■ Work to complete
Please rewrite all the records below, substituting "coarse mask" for every occurrence of "rough mask" and keeping everything else the same. Leave the pictures out of your answer.

Stored items:
-------------------------
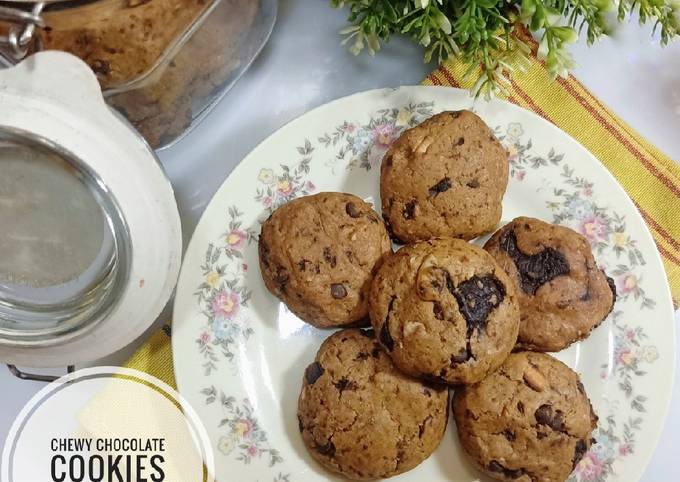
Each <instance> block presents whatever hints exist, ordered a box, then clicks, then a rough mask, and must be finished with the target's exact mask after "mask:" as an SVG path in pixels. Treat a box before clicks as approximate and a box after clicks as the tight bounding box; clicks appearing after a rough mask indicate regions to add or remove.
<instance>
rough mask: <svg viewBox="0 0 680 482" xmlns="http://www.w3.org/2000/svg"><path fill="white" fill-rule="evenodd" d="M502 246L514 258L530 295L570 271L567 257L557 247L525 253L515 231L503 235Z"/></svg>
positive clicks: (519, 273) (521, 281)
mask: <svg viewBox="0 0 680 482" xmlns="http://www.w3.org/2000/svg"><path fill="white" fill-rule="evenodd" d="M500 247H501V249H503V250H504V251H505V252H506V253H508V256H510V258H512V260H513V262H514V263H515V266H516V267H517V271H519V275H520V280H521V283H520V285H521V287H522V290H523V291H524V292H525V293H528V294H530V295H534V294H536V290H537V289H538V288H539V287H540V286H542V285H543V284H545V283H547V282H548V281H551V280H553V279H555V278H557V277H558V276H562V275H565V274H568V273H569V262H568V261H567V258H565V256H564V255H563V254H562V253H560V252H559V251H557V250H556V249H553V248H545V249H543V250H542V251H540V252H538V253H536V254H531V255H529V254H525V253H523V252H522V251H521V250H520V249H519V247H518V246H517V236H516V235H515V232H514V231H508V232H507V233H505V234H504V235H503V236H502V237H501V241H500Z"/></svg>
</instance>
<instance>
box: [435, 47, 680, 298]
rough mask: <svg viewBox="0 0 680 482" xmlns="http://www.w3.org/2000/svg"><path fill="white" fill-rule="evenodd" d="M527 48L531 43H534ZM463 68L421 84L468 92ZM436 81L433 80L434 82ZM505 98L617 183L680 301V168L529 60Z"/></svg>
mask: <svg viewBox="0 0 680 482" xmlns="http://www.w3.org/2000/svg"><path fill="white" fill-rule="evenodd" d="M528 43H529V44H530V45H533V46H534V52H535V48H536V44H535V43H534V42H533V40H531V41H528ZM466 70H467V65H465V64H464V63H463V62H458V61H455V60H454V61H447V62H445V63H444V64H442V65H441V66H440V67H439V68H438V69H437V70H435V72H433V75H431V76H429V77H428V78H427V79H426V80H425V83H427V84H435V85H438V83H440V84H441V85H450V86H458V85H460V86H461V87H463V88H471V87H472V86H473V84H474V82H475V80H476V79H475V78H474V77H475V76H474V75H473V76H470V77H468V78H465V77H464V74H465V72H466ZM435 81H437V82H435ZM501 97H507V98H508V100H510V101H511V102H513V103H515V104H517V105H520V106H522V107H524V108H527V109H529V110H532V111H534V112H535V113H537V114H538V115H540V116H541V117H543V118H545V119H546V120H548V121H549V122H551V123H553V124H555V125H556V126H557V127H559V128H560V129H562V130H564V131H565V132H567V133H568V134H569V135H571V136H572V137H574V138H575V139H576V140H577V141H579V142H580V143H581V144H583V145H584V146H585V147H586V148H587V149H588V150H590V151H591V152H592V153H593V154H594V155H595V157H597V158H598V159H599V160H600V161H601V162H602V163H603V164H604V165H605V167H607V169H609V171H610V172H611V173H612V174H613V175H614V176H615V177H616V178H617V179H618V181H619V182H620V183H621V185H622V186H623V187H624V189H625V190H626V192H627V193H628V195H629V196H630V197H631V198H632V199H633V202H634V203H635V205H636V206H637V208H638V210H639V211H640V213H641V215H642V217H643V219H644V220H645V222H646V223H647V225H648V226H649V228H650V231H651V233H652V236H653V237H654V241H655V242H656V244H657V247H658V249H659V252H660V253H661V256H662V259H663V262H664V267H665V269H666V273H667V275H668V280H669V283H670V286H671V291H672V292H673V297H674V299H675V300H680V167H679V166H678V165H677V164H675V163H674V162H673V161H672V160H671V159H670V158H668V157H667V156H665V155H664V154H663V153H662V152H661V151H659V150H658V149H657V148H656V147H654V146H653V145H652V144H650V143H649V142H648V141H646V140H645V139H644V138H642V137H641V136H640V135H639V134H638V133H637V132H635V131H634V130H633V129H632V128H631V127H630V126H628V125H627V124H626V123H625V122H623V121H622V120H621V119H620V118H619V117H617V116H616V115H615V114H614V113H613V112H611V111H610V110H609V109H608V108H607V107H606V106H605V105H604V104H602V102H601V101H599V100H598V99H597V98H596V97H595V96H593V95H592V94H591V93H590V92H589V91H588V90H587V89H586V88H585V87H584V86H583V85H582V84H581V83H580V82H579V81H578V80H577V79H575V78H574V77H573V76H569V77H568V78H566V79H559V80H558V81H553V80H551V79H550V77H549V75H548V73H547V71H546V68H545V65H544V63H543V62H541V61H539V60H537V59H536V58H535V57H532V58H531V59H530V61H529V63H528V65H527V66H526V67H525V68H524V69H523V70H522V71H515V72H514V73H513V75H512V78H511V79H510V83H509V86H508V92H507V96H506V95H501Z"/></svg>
-------------------------
■ Problem solution
Each <instance> block presents whatever hints exist, ordered a box, then clicks, then a coarse mask, and must be finished with the target's exact mask after "mask:" as an SVG path in pixels. Treat a box before clicks as approximate and a box after clicks as the tight bounding box; clicks appearing after a coarse mask indicate regions to add or remove.
<instance>
coarse mask: <svg viewBox="0 0 680 482" xmlns="http://www.w3.org/2000/svg"><path fill="white" fill-rule="evenodd" d="M502 246L514 258L530 295L570 271L567 257L557 247L525 253L515 231L503 235Z"/></svg>
positive clicks: (519, 273) (521, 281)
mask: <svg viewBox="0 0 680 482" xmlns="http://www.w3.org/2000/svg"><path fill="white" fill-rule="evenodd" d="M500 247H501V249H503V250H504V251H505V252H506V253H508V256H510V258H512V260H513V262H514V263H515V266H516V267H517V271H519V275H520V280H521V283H520V285H521V287H522V290H523V291H524V292H525V293H528V294H530V295H534V294H536V290H537V289H538V288H539V287H540V286H542V285H543V284H545V283H547V282H548V281H551V280H553V279H555V278H557V277H558V276H562V275H565V274H568V273H569V262H568V261H567V258H565V256H564V255H563V254H562V253H560V252H559V251H557V250H556V249H553V248H545V249H543V250H542V251H540V252H538V253H536V254H531V255H529V254H525V253H523V252H522V251H521V250H520V249H519V247H518V246H517V236H516V235H515V232H514V231H508V232H507V233H505V234H504V235H503V236H502V237H501V241H500Z"/></svg>
</instance>
<instance>
box: [435, 47, 680, 298]
coarse mask: <svg viewBox="0 0 680 482" xmlns="http://www.w3.org/2000/svg"><path fill="white" fill-rule="evenodd" d="M527 48L531 43H534ZM463 68L421 84L468 92ZM436 81L433 80L434 82ZM505 98L617 183L680 301V168L529 60Z"/></svg>
mask: <svg viewBox="0 0 680 482" xmlns="http://www.w3.org/2000/svg"><path fill="white" fill-rule="evenodd" d="M528 43H529V44H530V45H533V46H534V52H535V48H536V44H535V43H534V42H533V40H531V41H528ZM466 70H467V65H465V64H464V63H463V62H458V61H455V60H454V61H447V62H445V63H444V64H442V65H441V66H440V67H439V68H438V69H437V70H435V72H433V75H431V76H429V77H428V78H427V79H426V80H425V83H427V84H435V85H438V83H440V84H441V85H450V86H458V85H460V86H461V87H463V88H471V87H472V86H473V84H474V82H475V80H476V79H475V78H474V77H475V76H474V75H473V76H470V77H468V78H465V77H464V74H465V72H466ZM435 81H437V82H435ZM501 97H507V98H508V100H510V101H511V102H513V103H515V104H517V105H520V106H522V107H524V108H527V109H529V110H532V111H534V112H535V113H537V114H538V115H540V116H541V117H543V118H545V119H546V120H548V121H549V122H551V123H553V124H555V125H556V126H557V127H559V128H560V129H562V130H564V131H565V132H567V133H568V134H569V135H571V136H572V137H574V138H575V139H576V140H577V141H579V142H580V143H581V144H583V145H584V146H585V147H586V148H587V149H588V150H590V151H591V152H592V153H593V154H594V155H595V157H597V158H598V159H599V160H600V161H601V162H602V163H603V164H604V165H605V167H607V169H609V171H610V172H611V173H612V174H613V175H614V176H615V177H616V178H617V179H618V181H619V182H620V183H621V185H622V186H623V187H624V189H625V190H626V192H627V193H628V195H629V196H630V197H631V198H632V199H633V202H634V203H635V205H636V206H637V208H638V210H639V211H640V213H641V215H642V217H643V219H644V220H645V222H646V223H647V225H648V226H649V228H650V231H651V233H652V236H653V237H654V241H655V242H656V244H657V247H658V249H659V252H660V253H661V256H662V259H663V262H664V267H665V269H666V273H667V275H668V280H669V283H670V286H671V291H672V292H673V297H674V299H675V300H680V167H679V166H678V165H677V164H675V163H674V162H673V161H672V160H671V159H670V158H668V157H667V156H665V155H664V154H663V153H662V152H661V151H659V150H658V149H657V148H656V147H654V146H653V145H652V144H650V143H649V142H648V141H646V140H645V139H644V138H642V137H641V136H640V135H639V134H638V133H637V132H635V131H634V130H633V129H632V128H631V127H630V126H628V125H627V124H626V123H625V122H623V121H622V120H621V119H620V118H619V117H617V116H616V115H615V114H614V113H613V112H611V111H610V110H609V109H608V108H607V107H606V106H605V105H604V104H602V102H601V101H599V100H598V99H597V98H596V97H595V96H593V95H592V94H591V93H590V92H589V91H588V90H587V89H586V88H585V87H584V86H583V85H582V84H581V83H580V82H579V81H578V80H577V79H575V78H574V77H573V76H569V77H568V78H566V79H559V80H558V81H553V80H551V79H550V77H549V75H548V73H547V71H546V68H545V65H544V63H543V62H541V61H539V60H537V59H536V58H535V57H532V58H531V59H530V61H529V63H528V65H527V66H526V67H525V68H524V69H523V70H522V71H515V72H514V73H513V75H512V78H511V79H510V83H509V86H508V92H507V96H506V95H501Z"/></svg>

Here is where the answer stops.